Solution and Explanation

Step 1: Recall Wilson disease. Wilson disease is an autosomal-recessive defect of the ATP7B copper-transporting protein. Failure to excrete copper into bile causes copper accumulation in the liver, then the brain (basal ganglia) and eyes (Kayser-Fleischer rings). It presents with hepatic disease, neuro-psychiatric features and KF rings.

Step 2: Compare the diagnostic tests. Several tests support the diagnosis: low serum ceruloplasmin, raised 24-hour urinary copper, KF rings on slit-lamp, and MRI brain changes. However, the single most accurate / confirmatory ("best" / gold-standard) test is the liver biopsy hepatic copper quantification, which shows markedly elevated dry-weight liver copper (typically >250 µg/g).

Step 3: Select the answer. Among the choices, hepatic (liver) copper estimation is the most definitive, so Option B is correct.

Step 4: Why the others are not "best". (A) 24-hour urinary copper is a useful screening/monitoring test but can be raised in other cholestatic liver diseases. (C) Serum ceruloplasmin is a screening test and is normal in up to 10-15% of cases and falsely high as an acute-phase reactant. (D) MRI brain only shows non-specific basal-ganglia signal changes and supports neurological involvement, not a definitive diagnosis.

Final Answer: Option B - Hepatic copper (liver copper quantification).

_Data section:_
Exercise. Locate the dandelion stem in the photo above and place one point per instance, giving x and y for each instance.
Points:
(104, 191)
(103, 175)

_Required action 1:_
Please print, word for word, the part of the Wilson disease explanation between "Step 1: Recall" and "and KF rings.", inclusive.
_Required action 2:_
According to the Wilson disease explanation, which protein is defective in Wilson disease?
_Required action 3:_
Translate this sentence from the Wilson disease explanation into Spanish: "Failure to excrete copper into bile causes copper accumulation in the liver, then the brain (basal ganglia) and eyes (Kayser-Fleischer rings)."

_Exercise answer 1:_
Step 1: Recall Wilson disease. Wilson disease is an autosomal-recessive defect of the ATP7B copper-transporting protein. Failure to excrete copper into bile causes copper accumulation in the liver, then the brain (basal ganglia) and eyes (Kayser-Fleischer rings). It presents with hepatic disease, neuro-psychiatric features and KF rings.

_Exercise answer 2:_
The ATP7B copper-transporting protein.

_Exercise answer 3:_
La incapacidad de excretar cobre a la bilis provoca la acumulación de cobre en el hígado y, después, en el cerebro (ganglios basales) y en los ojos (anillos de Kayser-Fleischer).